WHAT TO DO —
Which of the lines below hold "striped"? Please return each one.

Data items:
· · · ·
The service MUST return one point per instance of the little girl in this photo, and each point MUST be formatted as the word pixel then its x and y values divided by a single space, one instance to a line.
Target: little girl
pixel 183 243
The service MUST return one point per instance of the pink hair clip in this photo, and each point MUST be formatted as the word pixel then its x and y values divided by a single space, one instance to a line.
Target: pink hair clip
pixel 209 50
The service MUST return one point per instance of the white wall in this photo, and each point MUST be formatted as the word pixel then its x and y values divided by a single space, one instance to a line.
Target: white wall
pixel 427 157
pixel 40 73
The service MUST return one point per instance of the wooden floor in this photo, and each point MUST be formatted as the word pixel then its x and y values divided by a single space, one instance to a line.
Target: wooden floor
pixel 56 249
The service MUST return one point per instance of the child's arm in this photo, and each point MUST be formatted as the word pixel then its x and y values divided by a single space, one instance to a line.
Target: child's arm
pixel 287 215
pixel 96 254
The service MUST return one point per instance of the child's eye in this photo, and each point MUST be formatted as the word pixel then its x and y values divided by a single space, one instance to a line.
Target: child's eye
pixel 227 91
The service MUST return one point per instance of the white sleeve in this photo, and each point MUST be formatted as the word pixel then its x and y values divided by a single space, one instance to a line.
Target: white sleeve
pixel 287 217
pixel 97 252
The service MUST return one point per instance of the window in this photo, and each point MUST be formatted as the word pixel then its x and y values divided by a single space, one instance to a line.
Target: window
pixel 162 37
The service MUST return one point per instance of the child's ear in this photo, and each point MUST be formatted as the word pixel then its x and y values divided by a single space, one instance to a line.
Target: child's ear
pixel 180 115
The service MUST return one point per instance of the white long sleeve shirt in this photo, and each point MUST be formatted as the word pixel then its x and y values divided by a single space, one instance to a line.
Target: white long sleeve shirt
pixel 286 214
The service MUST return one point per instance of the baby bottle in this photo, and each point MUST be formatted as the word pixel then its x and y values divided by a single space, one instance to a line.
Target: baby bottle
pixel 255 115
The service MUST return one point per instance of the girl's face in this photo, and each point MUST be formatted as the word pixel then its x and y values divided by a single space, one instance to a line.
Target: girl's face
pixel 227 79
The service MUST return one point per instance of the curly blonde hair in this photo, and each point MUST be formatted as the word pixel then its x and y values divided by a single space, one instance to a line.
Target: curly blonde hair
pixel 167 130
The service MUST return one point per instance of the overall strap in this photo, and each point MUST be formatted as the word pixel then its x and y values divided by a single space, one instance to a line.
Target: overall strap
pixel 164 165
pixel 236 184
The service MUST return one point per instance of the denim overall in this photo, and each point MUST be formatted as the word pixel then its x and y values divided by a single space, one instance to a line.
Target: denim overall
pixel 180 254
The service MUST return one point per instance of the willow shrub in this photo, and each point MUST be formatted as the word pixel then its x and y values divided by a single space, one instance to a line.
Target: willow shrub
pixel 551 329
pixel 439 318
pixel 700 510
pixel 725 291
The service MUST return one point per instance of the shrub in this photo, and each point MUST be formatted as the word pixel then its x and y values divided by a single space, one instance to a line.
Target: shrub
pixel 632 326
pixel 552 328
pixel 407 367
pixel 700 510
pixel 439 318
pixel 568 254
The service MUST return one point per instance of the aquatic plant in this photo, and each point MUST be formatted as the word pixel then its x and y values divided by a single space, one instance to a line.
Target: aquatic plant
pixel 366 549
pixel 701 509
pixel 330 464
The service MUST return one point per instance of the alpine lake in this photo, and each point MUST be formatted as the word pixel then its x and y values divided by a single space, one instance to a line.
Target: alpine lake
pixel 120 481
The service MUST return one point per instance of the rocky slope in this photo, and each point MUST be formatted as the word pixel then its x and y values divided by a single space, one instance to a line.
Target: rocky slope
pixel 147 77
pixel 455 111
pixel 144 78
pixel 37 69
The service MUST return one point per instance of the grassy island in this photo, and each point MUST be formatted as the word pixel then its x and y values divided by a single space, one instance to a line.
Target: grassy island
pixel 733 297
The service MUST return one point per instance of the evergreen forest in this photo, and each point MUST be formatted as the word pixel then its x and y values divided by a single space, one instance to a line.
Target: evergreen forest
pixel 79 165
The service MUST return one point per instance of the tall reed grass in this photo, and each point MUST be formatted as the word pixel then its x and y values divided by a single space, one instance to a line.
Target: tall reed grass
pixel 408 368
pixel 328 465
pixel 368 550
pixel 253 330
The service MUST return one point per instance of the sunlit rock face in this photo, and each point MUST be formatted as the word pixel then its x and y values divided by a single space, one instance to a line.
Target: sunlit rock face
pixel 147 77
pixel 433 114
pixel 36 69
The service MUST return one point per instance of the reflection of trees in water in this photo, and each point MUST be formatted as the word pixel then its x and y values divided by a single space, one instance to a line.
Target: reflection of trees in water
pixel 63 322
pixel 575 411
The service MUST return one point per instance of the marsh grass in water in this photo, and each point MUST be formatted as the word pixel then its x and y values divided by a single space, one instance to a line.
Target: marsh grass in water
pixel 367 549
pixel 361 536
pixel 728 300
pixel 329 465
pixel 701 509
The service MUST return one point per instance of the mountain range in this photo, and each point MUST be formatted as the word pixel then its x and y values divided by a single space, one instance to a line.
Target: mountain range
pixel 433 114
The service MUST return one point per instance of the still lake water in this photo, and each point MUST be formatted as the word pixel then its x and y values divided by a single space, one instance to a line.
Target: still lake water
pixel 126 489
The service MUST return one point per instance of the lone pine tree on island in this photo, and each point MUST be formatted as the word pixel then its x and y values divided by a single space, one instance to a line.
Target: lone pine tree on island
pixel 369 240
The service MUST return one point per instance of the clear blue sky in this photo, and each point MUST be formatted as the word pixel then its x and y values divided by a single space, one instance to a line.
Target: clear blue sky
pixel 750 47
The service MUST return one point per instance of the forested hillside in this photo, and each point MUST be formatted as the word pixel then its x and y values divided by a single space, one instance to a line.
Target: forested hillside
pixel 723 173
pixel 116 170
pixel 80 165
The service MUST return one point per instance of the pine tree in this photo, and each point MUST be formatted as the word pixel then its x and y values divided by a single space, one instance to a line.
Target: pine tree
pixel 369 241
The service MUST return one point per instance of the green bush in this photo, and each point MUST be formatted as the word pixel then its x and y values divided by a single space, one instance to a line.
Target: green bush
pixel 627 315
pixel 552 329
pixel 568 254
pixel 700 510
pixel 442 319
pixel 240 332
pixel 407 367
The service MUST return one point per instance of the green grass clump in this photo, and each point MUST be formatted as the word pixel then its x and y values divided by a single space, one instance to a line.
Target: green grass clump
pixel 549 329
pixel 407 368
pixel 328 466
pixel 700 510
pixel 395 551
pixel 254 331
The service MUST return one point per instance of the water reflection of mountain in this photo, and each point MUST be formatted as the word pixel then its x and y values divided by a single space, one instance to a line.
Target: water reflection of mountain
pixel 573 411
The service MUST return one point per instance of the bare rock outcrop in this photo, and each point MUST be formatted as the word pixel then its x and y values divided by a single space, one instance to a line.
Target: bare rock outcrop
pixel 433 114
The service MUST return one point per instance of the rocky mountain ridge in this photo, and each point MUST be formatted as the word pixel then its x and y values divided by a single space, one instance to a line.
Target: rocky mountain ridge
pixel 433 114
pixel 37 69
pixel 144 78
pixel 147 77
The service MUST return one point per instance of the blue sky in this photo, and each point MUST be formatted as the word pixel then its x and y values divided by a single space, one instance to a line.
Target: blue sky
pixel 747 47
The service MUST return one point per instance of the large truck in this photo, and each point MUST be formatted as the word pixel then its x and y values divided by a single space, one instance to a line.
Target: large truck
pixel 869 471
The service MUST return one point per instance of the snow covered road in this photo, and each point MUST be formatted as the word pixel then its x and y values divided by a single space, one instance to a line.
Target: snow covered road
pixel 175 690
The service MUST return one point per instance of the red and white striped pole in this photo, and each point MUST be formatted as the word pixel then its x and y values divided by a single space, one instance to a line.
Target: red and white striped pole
· · · ·
SOLUTION BELOW —
The service MUST return one point per instance of the red and white striped pole in this photo, and each point MUST be formatted as the word pixel then its x and y values divided by a single space, one instance to a line.
Target: red and white striped pole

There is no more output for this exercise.